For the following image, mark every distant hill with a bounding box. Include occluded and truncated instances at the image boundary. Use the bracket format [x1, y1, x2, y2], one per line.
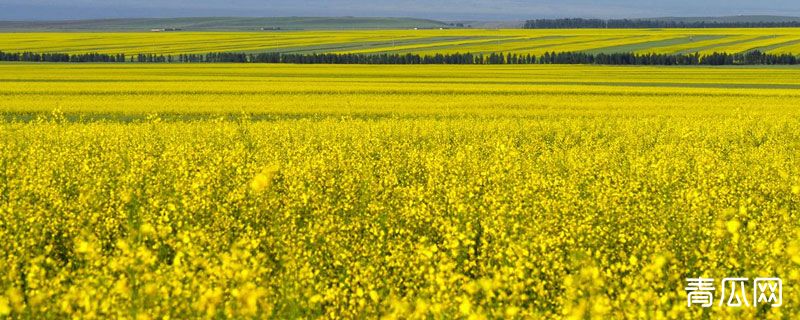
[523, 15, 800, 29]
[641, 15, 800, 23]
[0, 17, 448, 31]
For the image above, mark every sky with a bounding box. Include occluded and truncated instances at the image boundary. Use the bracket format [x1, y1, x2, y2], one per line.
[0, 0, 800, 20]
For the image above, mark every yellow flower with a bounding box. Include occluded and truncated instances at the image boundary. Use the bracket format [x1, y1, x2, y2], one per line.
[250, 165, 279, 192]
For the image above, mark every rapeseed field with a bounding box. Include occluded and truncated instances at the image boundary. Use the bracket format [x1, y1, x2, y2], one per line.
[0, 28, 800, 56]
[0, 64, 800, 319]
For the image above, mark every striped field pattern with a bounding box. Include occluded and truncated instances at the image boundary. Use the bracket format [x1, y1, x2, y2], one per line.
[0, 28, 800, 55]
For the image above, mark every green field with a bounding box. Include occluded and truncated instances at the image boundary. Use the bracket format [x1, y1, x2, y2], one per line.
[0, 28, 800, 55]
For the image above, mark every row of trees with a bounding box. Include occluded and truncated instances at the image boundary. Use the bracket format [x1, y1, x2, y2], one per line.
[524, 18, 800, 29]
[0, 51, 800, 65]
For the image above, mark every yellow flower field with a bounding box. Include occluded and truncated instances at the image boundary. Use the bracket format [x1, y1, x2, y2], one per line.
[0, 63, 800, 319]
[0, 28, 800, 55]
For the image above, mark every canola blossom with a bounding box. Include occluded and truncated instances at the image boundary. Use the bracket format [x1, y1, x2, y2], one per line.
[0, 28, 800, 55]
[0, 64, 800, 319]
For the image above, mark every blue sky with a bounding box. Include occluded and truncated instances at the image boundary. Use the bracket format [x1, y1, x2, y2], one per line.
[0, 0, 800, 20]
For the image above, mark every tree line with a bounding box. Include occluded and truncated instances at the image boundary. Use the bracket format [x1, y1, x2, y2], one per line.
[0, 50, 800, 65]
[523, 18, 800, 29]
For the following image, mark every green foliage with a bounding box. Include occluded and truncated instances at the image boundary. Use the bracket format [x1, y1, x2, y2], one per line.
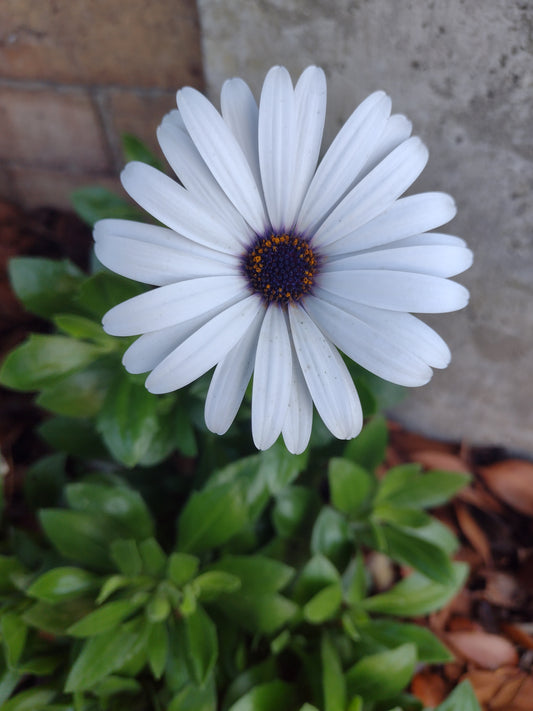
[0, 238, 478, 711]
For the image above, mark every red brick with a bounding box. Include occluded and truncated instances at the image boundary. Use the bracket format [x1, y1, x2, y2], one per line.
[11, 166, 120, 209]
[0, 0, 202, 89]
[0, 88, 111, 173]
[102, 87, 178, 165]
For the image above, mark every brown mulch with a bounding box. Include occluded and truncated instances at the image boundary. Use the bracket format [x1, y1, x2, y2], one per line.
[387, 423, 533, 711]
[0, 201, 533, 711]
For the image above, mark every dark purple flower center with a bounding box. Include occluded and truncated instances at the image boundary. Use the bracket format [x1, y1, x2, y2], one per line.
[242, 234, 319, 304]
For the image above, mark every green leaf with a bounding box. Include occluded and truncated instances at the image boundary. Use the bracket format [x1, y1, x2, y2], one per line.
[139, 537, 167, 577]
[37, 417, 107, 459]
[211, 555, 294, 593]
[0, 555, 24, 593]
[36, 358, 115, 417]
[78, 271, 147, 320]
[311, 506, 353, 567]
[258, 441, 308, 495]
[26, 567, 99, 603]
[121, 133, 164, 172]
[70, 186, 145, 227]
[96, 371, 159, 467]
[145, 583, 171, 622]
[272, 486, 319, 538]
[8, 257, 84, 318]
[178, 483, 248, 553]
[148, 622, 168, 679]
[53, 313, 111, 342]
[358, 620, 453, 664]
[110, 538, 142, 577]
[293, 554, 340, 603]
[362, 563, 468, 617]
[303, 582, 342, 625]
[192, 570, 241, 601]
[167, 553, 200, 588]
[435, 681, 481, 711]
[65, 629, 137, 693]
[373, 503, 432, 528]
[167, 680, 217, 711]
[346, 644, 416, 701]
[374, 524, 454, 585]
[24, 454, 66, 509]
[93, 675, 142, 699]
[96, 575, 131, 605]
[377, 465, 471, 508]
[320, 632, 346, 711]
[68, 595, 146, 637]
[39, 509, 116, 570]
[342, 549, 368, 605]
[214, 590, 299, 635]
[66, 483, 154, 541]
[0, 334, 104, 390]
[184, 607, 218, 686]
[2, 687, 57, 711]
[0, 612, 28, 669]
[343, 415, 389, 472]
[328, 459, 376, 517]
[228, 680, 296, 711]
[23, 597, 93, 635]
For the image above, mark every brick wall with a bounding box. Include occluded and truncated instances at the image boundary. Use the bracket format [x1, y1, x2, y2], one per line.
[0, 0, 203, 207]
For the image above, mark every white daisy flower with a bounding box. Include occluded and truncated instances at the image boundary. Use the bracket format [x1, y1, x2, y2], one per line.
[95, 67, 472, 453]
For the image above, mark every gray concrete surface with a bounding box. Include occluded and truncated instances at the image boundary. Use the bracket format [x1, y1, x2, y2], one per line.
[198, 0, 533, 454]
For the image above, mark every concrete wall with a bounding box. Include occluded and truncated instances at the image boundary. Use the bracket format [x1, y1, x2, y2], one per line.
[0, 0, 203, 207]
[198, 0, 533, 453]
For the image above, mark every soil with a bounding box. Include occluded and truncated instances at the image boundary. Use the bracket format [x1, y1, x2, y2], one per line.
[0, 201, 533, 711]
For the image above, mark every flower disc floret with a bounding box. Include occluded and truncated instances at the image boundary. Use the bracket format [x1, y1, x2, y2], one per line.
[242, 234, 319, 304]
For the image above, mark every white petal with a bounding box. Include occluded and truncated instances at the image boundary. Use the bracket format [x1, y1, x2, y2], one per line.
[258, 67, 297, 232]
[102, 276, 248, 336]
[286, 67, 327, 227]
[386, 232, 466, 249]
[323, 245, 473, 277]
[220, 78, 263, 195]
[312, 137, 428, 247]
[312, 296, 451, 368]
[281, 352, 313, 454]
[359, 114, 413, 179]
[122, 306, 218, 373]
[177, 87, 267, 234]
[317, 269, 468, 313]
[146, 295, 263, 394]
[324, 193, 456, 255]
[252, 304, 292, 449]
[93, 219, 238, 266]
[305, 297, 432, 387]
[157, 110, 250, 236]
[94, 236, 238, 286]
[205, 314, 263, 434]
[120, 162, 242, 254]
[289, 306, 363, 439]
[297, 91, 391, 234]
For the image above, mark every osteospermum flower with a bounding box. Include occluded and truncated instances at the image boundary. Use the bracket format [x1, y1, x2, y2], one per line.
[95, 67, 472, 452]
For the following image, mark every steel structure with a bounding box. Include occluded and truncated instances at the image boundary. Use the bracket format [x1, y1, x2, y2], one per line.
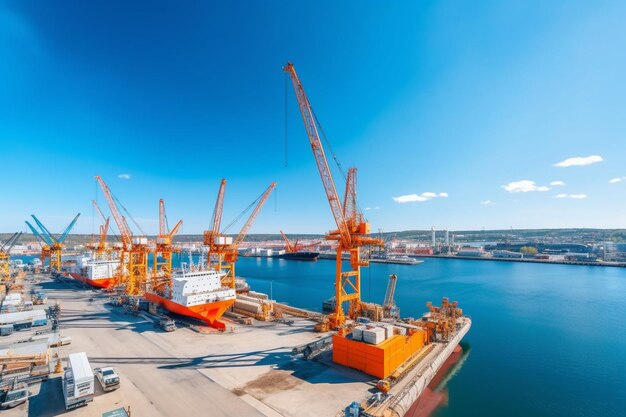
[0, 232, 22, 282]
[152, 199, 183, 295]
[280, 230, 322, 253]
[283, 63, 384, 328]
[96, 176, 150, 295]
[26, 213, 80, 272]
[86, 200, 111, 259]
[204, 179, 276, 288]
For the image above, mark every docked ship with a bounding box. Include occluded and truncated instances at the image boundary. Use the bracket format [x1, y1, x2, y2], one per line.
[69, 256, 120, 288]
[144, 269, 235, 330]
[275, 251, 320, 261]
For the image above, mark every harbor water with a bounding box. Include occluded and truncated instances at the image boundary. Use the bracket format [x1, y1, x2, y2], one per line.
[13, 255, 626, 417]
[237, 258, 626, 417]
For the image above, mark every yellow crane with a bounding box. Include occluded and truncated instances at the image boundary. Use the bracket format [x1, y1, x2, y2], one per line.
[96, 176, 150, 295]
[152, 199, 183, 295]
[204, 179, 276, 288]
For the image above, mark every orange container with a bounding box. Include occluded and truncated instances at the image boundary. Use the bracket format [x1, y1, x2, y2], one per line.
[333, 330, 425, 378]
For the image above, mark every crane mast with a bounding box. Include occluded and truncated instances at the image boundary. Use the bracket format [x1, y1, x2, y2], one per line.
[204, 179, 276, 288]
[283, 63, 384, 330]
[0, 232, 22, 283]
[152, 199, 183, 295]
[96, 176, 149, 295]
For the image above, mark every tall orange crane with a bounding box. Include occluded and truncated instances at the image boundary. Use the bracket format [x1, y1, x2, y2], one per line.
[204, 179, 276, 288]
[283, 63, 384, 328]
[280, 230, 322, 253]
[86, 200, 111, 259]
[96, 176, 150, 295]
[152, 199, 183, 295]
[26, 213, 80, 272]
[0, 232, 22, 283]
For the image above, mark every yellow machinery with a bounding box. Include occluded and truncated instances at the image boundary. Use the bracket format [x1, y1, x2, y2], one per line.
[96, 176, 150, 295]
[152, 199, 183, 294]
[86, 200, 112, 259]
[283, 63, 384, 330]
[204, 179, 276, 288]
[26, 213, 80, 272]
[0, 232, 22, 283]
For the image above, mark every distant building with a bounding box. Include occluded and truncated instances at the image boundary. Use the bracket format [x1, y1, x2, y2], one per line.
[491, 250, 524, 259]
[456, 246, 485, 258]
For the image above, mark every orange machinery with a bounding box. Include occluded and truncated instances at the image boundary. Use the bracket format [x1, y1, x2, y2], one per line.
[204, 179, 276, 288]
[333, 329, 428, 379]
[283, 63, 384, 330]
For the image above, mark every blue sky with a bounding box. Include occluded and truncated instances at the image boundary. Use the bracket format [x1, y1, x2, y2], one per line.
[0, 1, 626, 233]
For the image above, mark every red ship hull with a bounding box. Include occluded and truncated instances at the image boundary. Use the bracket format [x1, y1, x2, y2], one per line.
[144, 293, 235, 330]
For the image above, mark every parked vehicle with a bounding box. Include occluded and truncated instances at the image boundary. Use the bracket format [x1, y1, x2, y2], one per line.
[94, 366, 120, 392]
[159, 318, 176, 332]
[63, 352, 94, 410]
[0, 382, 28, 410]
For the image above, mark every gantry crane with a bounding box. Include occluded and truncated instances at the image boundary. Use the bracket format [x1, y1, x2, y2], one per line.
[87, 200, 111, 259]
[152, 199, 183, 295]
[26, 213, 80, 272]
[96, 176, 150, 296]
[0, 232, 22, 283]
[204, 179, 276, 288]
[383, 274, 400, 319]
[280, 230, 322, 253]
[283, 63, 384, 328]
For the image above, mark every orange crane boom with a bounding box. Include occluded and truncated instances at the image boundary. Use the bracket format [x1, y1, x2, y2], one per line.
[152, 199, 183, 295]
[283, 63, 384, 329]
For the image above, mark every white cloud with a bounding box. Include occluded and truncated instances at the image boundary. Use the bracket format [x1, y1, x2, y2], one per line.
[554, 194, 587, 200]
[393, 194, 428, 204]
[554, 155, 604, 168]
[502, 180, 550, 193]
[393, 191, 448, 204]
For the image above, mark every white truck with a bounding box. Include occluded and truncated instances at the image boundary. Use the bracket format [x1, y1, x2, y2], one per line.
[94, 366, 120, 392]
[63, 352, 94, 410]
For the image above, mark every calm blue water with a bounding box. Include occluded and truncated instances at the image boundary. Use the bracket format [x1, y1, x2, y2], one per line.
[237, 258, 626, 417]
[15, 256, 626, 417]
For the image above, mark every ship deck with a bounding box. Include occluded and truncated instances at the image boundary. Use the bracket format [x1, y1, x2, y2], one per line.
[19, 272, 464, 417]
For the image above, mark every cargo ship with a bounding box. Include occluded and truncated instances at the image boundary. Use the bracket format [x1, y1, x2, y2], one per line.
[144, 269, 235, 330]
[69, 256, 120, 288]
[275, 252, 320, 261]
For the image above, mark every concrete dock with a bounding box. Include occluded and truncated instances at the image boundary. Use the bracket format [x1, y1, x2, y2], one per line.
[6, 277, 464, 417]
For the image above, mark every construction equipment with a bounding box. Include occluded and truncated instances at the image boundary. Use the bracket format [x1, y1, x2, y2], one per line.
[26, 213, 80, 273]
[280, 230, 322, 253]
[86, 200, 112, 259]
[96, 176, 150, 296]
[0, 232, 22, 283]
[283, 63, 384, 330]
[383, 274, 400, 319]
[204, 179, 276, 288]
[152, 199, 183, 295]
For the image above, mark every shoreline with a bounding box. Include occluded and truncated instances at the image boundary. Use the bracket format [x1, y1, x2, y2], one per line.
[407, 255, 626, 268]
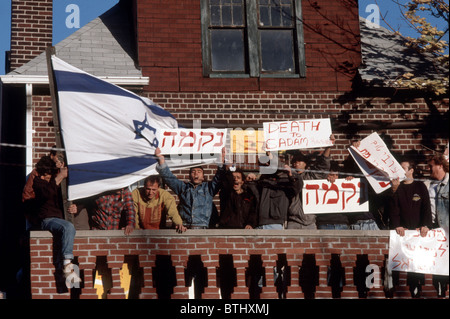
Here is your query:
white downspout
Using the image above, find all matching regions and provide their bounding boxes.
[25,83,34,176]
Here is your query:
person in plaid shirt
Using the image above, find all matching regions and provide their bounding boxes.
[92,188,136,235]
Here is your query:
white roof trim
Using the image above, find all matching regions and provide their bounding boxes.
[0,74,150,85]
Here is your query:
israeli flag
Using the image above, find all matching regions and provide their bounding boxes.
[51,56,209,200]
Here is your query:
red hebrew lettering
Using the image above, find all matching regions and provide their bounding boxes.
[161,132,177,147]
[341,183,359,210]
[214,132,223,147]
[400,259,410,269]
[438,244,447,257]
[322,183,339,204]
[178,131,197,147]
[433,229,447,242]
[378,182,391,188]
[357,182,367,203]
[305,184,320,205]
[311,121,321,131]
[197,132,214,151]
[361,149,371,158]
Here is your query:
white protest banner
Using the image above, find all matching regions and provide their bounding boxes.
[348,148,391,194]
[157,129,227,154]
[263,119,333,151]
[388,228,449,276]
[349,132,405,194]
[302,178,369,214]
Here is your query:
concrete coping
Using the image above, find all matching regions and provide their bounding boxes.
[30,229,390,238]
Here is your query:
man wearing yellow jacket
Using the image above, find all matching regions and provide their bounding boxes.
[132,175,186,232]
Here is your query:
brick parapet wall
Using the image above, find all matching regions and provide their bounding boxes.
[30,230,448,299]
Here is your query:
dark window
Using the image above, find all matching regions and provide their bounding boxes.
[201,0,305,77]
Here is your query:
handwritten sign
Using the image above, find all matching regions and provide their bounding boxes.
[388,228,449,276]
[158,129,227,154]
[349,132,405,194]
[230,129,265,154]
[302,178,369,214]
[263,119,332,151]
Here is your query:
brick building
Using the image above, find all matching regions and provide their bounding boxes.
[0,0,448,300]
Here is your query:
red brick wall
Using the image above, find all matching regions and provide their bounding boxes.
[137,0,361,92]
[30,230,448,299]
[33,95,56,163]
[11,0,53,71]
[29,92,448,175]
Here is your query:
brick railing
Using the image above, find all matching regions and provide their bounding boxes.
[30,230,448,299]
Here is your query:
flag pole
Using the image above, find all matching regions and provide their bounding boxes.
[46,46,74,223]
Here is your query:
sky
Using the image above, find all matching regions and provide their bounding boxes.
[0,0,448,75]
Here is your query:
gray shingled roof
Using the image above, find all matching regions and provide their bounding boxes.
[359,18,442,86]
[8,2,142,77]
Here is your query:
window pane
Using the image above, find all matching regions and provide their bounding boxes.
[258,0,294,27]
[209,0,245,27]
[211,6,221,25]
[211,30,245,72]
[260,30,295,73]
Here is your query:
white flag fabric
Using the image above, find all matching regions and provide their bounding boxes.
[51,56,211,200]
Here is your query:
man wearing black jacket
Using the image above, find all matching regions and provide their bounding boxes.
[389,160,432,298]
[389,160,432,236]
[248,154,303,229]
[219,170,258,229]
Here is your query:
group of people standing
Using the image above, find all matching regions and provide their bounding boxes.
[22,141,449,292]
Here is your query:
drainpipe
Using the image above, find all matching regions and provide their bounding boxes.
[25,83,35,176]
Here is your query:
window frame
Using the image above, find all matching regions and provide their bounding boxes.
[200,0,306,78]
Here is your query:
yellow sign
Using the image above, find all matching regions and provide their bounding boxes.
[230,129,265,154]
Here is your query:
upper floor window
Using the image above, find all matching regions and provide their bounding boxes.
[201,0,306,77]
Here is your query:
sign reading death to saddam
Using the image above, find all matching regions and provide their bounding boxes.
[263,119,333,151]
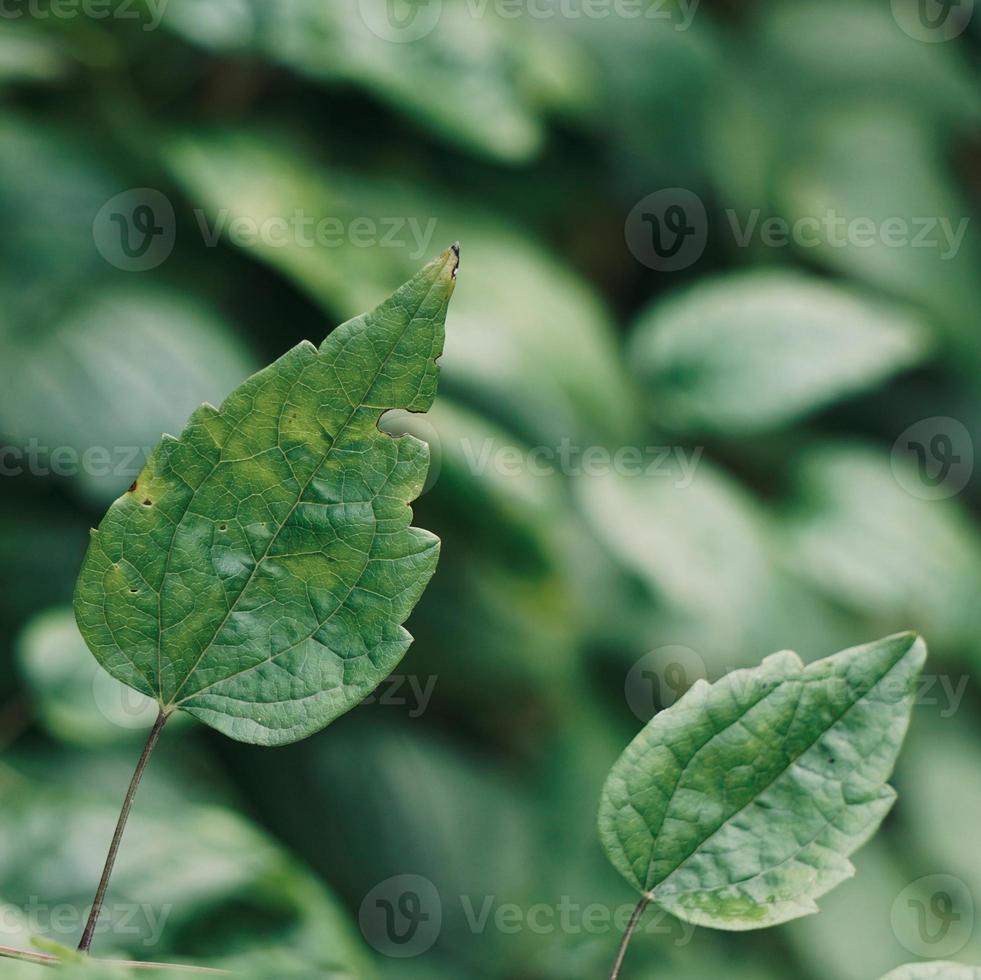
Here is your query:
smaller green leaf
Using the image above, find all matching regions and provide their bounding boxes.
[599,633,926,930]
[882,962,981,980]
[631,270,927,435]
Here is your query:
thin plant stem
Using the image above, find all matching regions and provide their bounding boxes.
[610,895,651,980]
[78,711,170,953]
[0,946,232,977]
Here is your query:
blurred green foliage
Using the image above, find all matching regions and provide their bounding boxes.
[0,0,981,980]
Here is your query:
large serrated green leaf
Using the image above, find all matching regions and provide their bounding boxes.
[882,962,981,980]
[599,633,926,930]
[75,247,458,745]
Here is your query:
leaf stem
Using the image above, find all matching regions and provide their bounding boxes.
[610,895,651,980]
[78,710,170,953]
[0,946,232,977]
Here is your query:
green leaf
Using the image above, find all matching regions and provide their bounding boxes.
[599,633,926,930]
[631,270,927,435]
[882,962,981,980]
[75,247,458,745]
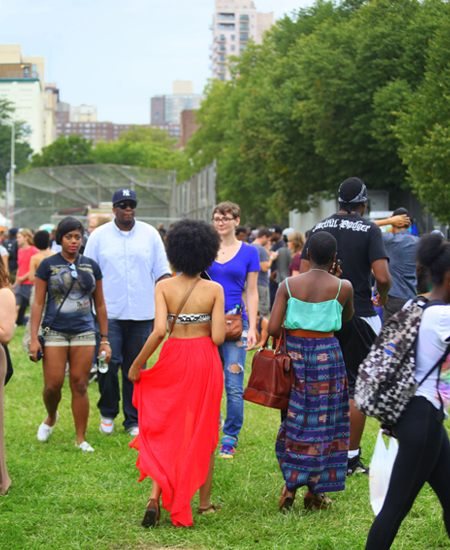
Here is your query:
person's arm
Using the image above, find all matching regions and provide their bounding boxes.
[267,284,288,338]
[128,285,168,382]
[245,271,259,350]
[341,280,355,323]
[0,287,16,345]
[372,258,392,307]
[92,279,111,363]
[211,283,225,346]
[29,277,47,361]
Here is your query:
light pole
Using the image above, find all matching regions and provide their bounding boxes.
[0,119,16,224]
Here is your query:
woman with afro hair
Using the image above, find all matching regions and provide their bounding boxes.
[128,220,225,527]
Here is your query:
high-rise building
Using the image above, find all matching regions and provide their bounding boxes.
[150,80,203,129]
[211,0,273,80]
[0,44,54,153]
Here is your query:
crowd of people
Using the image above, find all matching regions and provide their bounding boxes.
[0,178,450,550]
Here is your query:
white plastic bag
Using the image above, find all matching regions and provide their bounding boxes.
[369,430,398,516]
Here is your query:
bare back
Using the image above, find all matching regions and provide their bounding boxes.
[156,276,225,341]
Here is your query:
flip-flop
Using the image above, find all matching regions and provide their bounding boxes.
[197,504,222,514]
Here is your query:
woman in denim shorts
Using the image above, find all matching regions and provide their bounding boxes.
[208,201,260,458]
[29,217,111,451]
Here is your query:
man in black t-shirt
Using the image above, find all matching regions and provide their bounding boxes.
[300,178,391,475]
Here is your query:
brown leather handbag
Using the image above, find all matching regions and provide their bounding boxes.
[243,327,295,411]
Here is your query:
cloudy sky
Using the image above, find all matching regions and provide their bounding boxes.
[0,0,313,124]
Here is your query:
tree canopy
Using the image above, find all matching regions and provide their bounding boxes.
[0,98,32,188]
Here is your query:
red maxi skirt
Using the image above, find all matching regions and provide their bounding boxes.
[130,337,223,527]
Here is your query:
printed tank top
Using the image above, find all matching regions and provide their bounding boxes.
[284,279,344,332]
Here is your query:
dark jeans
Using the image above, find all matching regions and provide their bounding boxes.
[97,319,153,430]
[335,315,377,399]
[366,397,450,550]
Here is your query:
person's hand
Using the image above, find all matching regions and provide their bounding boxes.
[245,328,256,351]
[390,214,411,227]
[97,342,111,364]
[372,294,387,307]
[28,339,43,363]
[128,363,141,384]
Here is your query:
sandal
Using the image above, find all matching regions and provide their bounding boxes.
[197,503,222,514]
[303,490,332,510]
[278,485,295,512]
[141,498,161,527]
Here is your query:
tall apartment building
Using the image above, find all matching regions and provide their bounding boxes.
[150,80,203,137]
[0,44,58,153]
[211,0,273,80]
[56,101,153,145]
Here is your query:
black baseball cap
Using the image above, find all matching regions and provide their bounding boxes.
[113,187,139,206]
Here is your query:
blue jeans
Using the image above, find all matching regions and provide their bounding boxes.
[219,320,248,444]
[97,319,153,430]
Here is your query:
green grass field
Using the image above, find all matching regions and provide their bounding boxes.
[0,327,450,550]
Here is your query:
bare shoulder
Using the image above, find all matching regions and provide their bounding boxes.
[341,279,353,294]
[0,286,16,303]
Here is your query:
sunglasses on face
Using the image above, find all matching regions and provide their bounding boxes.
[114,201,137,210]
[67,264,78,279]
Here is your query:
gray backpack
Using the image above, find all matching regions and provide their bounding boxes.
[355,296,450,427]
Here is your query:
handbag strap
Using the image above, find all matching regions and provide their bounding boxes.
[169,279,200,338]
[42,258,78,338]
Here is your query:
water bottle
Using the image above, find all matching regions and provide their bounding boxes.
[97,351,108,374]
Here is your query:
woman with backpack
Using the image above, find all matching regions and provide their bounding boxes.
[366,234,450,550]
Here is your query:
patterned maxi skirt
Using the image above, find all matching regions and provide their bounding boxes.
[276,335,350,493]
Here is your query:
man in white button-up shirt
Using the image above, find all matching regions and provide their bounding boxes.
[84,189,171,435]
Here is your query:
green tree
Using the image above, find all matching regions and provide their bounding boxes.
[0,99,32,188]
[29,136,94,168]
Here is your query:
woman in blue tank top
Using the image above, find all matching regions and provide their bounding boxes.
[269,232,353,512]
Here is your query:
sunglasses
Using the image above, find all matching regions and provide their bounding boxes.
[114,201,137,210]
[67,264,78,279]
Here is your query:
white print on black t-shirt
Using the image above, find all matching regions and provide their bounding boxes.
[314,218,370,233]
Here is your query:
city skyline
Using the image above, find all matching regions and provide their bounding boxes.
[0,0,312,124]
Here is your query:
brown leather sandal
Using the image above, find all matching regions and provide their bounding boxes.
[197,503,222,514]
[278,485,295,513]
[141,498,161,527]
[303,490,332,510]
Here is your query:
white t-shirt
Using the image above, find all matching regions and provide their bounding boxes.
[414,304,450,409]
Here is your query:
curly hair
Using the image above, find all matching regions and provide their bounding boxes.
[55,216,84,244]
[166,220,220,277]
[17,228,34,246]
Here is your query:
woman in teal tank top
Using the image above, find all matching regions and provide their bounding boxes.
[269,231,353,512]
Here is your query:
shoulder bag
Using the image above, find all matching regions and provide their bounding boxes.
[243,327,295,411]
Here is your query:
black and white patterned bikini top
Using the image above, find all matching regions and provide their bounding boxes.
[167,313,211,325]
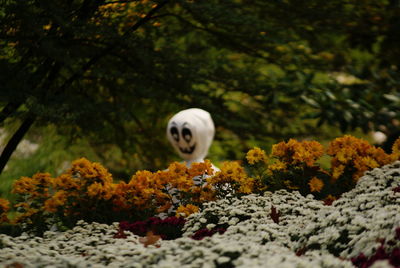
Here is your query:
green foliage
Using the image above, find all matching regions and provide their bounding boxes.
::::
- _Exercise instructions_: Reproduce the items word for word, from the line containing "For the following image, mark every steel" through the line containing "[96, 176, 149, 295]", with both of those lines included. Leave the picture out of your copy.

- _Exercise answer_:
For the following image, mark every steel structure with a bounding box. Include occluded and truncated instances at the image boundary. Use the bracket format [x1, y1, x2, y2], one per line.
[0, 232, 22, 282]
[152, 199, 183, 295]
[280, 230, 322, 253]
[283, 63, 384, 328]
[96, 176, 150, 295]
[26, 213, 80, 272]
[86, 200, 111, 259]
[204, 179, 276, 288]
For the image above, mark every docked ship with a bounding box. Include occluded and truncated instances at the image boundary. Use the bracket format [x1, y1, x2, y2], one per line.
[69, 256, 120, 288]
[144, 269, 235, 330]
[275, 251, 320, 261]
For the image above, mark every harbor water with a bounding box. Include occluded and truncated instances at the image boundary. Use the bracket format [x1, y1, x2, y2], one per line.
[13, 255, 626, 417]
[237, 258, 626, 417]
For the image above, mark every yellow crane with a bounding box. Include occluded and truncated instances at the image boundary. Use the bracket format [x1, y1, x2, y2], one per line.
[96, 176, 150, 295]
[152, 199, 183, 295]
[204, 179, 276, 288]
For the image above, mark every orange container with a bounding box. Include occluded and truncated instances at the image boundary. Use the bracket format [x1, y1, x2, y2], one per line.
[333, 330, 425, 378]
For the image above, mark every crane mast with a bounding box. Include occluded and truncated instances at the image boundary. Use the bracket format [x1, y1, x2, y2], one per line.
[204, 179, 276, 288]
[283, 63, 384, 330]
[0, 232, 22, 283]
[152, 199, 183, 295]
[96, 176, 149, 295]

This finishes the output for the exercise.